# Source document
^^^^^^^^^^^^^^^^
Caramelized Onion and Potato Knishes image

As a young girl I was always baffled as to why my grandparents were so fond of knishes--to me, they were too big, too dense and too boring. These are much smaller and lighter, more like fluffy sour cream-and-herb-loaded baked potatoes wrapped in light, flakey pastry dough. For those intimidated by making and rolling out pastry dough, I can assure you that this is the most forgiving, most foolproof dough ever. I've made this recipe on both warm, humid days and cold dry days with nary an issue. Schmaltz lends both depth of flavor and flaky texture, but any neutral oil will work just fine.

Provided by Food Network Kitchen

Time 3h20m

Yield 15 to 18 pieces

Number Of Ingredients 17

2 1/2 cups all-purpose flour, plus more for dusting (see Cook's Note)
1 teaspoon baking powder
1 teaspoon kosher salt
6 tablespoons schmaltz, melted and cooled, or neutral oil, such as vegetable oil (see Cook's Note)
1 teaspoon distilled white vinegar
2 tablespoons schmaltz or neutral oil, such as vegetable oil (see Cook's Note)
2 large yellow onions, cut into a medium dice
Kosher salt and freshly ground black pepper
1 tablespoon chopped thyme leaves (from about 12 sprigs)
2 garlic cloves, minced
1 1/2 pounds russet potatoes, cut into medium chunks
5 ounces cream cheese, at room temperature
1/3 cup sour cream, plus more for serving
1/4 cup dill fronds, chopped
2 tablespoons minced chives (from 4 to 6 chives)
^^^^^^^^^^^^^^^^
# Listed entries
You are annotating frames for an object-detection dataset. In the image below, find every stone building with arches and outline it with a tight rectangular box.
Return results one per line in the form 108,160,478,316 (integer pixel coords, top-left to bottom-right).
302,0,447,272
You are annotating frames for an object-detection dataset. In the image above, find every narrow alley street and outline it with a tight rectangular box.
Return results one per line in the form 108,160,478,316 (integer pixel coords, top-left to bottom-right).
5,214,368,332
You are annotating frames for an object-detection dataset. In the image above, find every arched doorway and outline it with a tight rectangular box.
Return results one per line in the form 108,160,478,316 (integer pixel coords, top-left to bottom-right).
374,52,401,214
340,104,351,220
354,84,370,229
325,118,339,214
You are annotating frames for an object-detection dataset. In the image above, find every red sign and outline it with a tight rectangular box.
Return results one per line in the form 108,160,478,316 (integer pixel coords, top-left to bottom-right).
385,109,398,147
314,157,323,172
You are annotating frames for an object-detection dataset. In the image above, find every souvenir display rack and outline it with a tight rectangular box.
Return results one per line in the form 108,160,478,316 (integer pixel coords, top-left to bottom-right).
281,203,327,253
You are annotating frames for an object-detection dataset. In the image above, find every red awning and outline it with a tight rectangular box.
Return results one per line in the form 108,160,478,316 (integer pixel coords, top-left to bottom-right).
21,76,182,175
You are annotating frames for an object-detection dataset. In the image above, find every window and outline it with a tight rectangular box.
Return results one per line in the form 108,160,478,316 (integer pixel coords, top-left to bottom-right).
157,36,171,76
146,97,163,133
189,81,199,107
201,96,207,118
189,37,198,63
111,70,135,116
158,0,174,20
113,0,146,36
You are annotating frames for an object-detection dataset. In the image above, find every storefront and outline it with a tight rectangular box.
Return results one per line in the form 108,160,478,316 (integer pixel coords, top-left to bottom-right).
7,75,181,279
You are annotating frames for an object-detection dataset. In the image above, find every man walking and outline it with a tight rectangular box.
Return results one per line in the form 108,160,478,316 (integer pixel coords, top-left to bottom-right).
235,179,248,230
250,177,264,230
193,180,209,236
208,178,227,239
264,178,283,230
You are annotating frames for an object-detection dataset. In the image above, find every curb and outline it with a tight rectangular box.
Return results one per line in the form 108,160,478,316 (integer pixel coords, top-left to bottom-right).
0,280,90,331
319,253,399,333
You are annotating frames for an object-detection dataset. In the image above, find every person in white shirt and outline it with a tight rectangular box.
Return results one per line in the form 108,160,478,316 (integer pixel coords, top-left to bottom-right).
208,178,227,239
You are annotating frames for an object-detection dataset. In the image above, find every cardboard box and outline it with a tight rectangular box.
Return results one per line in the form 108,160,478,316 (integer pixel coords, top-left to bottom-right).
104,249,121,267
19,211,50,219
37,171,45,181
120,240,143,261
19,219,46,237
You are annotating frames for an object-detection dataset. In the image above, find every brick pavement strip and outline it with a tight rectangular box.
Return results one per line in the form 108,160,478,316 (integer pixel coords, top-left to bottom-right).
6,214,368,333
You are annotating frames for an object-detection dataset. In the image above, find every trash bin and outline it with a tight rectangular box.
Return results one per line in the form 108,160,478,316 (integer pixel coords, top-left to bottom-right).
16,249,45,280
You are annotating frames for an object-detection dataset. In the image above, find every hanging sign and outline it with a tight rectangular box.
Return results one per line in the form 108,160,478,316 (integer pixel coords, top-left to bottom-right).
^^^^^^^^^^^^^^^^
# Exercise instructions
Quote the stretch of the knish recipe from "Provided by Food" through "cooled, or neutral oil, such as vegetable oil (see Cook's Note)". The rows come from a separate source, not from the knish recipe.

# Reply to the exercise
Provided by Food Network Kitchen

Time 3h20m

Yield 15 to 18 pieces

Number Of Ingredients 17

2 1/2 cups all-purpose flour, plus more for dusting (see Cook's Note)
1 teaspoon baking powder
1 teaspoon kosher salt
6 tablespoons schmaltz, melted and cooled, or neutral oil, such as vegetable oil (see Cook's Note)